## BEGIN GIVEN DATA
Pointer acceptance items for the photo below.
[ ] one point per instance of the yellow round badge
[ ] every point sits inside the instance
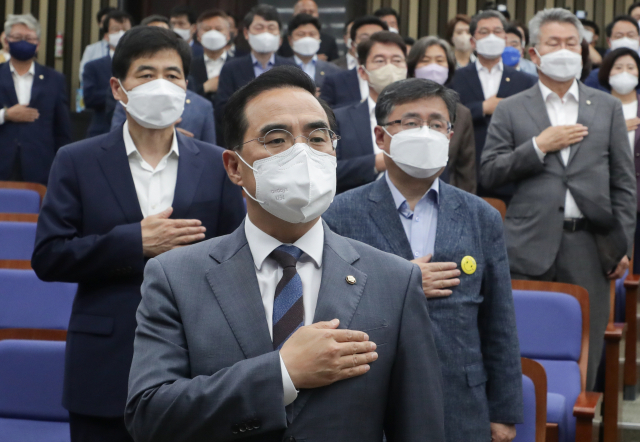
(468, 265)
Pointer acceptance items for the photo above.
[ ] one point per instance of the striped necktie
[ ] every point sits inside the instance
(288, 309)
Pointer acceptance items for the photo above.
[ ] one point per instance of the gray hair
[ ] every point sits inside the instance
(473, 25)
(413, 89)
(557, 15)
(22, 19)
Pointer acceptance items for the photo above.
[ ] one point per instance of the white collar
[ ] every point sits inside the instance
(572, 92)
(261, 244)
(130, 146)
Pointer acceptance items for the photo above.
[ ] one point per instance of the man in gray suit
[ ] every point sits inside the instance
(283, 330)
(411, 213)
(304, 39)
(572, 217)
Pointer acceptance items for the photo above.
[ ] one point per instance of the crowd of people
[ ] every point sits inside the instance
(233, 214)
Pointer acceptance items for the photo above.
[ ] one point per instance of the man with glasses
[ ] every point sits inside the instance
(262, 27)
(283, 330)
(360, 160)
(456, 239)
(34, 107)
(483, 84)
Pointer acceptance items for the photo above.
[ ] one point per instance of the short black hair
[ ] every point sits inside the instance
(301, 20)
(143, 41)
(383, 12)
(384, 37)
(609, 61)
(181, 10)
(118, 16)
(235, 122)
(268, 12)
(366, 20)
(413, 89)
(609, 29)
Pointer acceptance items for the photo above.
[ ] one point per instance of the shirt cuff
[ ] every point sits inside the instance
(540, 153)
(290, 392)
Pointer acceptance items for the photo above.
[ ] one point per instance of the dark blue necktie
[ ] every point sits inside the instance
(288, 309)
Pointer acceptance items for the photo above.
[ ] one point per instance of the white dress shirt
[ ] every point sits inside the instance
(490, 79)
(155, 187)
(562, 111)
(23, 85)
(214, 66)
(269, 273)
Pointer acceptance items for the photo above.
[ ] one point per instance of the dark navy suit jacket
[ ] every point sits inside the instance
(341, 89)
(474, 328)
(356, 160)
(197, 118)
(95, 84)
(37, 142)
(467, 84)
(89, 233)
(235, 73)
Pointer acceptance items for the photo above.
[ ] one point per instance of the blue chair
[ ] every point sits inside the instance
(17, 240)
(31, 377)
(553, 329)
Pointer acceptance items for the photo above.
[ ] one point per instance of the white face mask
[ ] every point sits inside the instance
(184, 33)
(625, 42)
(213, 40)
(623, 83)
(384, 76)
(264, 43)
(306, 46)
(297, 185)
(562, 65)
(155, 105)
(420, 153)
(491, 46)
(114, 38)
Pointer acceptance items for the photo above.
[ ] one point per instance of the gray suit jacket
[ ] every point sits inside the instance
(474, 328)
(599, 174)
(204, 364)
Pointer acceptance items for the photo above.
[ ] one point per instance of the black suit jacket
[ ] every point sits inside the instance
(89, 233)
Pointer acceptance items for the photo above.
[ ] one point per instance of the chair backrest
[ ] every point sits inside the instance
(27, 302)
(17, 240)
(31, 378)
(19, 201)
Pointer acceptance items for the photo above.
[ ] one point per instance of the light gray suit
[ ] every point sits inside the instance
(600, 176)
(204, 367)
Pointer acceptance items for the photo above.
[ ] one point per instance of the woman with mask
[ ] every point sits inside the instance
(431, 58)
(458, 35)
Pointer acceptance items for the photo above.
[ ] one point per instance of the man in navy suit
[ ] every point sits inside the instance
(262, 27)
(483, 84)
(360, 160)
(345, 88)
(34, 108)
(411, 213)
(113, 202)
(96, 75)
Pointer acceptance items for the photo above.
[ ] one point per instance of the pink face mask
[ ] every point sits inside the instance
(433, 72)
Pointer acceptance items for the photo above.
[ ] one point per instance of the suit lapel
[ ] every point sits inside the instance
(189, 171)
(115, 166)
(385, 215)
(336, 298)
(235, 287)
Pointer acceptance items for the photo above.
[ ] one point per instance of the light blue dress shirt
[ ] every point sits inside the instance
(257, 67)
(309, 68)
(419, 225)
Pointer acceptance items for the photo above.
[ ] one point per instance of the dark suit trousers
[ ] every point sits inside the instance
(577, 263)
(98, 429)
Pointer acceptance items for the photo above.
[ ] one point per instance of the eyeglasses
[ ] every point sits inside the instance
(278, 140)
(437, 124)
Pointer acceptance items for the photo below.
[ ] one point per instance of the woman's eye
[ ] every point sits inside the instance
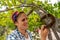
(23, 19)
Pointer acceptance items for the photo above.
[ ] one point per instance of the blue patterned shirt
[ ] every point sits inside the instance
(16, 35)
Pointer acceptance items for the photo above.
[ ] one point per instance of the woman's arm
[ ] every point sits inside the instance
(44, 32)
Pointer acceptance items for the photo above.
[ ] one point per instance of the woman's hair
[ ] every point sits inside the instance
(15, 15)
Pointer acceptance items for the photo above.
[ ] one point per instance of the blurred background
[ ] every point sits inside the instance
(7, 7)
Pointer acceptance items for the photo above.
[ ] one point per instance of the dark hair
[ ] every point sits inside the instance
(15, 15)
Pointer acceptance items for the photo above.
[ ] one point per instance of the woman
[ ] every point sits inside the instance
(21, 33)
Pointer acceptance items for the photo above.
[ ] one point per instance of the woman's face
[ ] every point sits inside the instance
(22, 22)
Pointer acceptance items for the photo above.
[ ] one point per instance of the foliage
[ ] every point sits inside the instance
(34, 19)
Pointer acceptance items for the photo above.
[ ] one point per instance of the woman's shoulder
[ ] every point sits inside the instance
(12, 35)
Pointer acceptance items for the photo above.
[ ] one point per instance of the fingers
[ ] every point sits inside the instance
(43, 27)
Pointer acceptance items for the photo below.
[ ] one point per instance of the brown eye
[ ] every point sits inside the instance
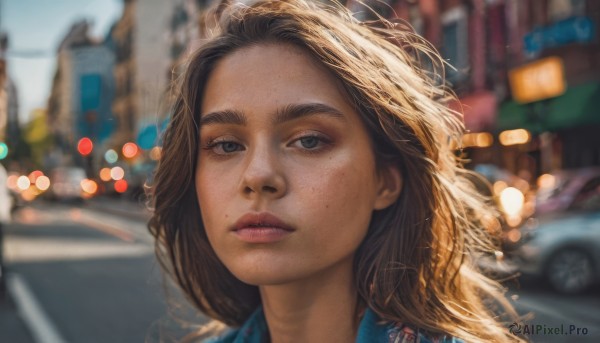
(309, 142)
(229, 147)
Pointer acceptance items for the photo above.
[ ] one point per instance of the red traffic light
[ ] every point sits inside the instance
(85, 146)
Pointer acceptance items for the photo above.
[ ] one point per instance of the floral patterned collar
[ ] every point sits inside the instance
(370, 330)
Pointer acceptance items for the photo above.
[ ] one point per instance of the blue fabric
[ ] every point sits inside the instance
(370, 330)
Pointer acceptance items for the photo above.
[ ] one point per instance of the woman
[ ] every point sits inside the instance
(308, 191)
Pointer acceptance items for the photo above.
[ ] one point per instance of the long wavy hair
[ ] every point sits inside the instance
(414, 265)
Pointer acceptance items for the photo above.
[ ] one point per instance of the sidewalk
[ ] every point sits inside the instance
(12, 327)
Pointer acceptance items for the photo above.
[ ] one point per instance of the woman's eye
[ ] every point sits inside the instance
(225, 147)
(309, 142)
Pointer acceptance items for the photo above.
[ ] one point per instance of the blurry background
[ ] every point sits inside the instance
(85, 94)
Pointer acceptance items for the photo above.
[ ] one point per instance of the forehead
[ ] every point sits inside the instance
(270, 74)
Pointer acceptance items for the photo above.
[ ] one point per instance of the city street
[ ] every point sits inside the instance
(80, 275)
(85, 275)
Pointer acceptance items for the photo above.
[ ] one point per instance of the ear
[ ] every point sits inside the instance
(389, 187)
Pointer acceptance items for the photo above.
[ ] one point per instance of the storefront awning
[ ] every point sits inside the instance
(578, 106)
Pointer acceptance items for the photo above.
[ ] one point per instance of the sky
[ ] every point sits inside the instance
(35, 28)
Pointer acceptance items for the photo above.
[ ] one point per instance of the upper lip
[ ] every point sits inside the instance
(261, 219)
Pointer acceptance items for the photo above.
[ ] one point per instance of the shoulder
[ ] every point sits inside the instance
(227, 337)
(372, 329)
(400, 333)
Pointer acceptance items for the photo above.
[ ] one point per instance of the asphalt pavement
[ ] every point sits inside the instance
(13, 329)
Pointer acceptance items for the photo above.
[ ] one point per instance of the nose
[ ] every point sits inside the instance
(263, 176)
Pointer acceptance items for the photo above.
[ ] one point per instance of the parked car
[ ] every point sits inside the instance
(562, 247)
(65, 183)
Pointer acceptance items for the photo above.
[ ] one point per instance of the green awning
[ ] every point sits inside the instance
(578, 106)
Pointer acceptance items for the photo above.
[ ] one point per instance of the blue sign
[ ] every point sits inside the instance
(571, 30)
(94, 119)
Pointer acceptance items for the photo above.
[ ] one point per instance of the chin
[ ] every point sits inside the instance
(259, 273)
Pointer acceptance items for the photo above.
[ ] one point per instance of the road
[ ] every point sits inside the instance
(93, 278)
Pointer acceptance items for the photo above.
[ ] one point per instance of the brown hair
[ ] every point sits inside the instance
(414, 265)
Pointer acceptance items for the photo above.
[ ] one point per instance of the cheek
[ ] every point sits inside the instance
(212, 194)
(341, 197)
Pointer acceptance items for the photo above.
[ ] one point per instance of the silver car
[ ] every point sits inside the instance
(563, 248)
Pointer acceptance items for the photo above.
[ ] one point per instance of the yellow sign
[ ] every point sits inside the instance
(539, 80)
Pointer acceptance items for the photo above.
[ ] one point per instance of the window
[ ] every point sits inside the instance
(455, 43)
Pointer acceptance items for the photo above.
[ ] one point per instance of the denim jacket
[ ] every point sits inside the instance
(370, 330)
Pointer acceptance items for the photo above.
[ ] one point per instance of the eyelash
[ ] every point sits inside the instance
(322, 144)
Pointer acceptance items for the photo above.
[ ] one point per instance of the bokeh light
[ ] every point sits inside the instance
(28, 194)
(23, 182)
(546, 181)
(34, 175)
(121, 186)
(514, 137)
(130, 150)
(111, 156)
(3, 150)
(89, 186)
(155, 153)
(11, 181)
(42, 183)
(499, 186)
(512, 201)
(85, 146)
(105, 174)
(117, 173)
## END GIVEN DATA
◆ INSTRUCTION
Count the lines in the items above that contain the word "necktie", and reply with only that number.

◆ EXERCISE ANSWER
2